* _Work to complete_:
A) In the audit committee questions, what change in internal audit's budget does the committee ask about the risk effect of?
B) Using the audit committee questions, explain what the questions are meant to check and what headings they are grouped under.

* _Text provided_:
——————————

Here are some audit committee questions you can ask to check the adequacy of internal resources:

Organisation requirements

1. Does the internal audit function have the right amount of competent and professional resources to provide the right blend of internal audit services to the organisation? Does this include such things as project assurance activities over high-risk projects?

2. Where the internal audit function may not have in-house resources for technical areas (for example, ICT, treasury, safety, environment, etc.), do they try to do it anyway, or obtain subject matter specialist experts?

3. Does internal audit use innovative approaches to obtain subject matter specialist experts, for example short-term guest auditors from within the business, guest auditors from other organisations or jurisdictions, longer-term rotation program within the business, specialist contractors and service providers, etc?

Insights from the chief audit executive

4. What significant assurance gaps are there in relation to the over-arching assurance framework (lines of defence)? Is the internal audit plan sufficiently co-ordinated with other internal and external assurance providers?

5. Is the internal audit function sufficiently resourced with competent and objective professionals capable of carrying out the internal audit plan? If not, what reasonable steps could be pursued?

6. What features of the audit universe cannot be reasonably covered in the internal audit plan, particularly the top five risks that internal audit may not be able to cover with its current resources?

7. What would be the result from a risk perspective if internal audit had 10% more or 10% less budget?

Past internal audit budgets

image-from-rawpixel-id-146482-jpeg8. Do past internal audit budgets provide a reasonable basis for the current budget? Is the proposed budget mix appropriate between employee costs, co-sourcing expenses, consulting costs, investment in training, technology license costs, travel expenses, and administrative costs? What would be the result of a zero-based budgeting approach?

——————————

* _Information shown_:
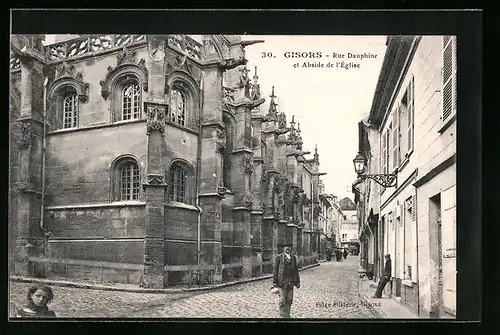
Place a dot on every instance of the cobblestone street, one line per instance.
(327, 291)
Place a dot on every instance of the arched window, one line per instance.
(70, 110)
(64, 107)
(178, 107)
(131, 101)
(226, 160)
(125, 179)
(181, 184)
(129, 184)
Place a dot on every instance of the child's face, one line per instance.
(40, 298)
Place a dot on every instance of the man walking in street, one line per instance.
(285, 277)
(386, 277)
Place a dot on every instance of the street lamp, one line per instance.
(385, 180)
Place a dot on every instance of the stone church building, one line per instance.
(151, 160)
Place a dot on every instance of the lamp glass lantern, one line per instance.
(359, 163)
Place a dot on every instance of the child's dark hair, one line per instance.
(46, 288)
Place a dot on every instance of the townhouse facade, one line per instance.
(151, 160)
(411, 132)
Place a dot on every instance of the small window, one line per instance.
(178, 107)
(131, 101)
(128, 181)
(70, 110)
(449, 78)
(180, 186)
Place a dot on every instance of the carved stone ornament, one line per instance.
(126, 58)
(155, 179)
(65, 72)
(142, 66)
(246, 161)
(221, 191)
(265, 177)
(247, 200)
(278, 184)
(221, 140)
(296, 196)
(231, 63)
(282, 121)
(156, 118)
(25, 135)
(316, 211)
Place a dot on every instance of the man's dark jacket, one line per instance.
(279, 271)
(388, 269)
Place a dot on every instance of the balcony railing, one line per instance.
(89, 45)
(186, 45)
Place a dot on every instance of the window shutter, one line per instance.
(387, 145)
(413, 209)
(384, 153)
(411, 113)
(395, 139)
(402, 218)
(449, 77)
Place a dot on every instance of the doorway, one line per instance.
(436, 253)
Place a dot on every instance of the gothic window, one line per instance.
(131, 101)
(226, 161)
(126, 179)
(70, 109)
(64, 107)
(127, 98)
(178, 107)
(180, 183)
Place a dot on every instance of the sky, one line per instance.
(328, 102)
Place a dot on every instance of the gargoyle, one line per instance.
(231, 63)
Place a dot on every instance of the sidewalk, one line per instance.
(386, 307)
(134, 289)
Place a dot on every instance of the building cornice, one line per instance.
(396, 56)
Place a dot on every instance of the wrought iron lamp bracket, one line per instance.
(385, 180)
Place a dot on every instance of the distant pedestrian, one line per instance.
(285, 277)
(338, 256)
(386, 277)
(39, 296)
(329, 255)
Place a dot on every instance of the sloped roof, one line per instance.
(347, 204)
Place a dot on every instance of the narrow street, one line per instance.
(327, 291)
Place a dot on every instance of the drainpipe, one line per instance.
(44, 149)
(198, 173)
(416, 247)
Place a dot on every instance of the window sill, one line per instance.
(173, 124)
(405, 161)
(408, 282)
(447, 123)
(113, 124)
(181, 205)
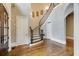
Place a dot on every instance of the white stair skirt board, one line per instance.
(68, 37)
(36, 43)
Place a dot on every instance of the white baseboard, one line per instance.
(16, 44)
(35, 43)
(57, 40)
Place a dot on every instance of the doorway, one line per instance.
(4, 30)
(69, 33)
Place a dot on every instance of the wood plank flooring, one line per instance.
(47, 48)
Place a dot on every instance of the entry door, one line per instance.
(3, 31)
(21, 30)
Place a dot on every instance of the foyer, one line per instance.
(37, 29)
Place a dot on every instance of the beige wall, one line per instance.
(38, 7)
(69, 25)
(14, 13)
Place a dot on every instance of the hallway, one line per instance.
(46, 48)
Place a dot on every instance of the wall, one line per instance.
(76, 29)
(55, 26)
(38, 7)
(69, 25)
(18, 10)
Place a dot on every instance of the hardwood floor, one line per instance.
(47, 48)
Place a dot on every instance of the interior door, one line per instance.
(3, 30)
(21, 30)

——————————

* _Task-by-task solutions_:
A) Internal audit having 10% more or 10% less budget.

B) The questions are meant to check whether internal audit's resources are adequate. They are grouped under "Organisation requirements," "Insights from the chief audit executive," and "Past internal audit budgets."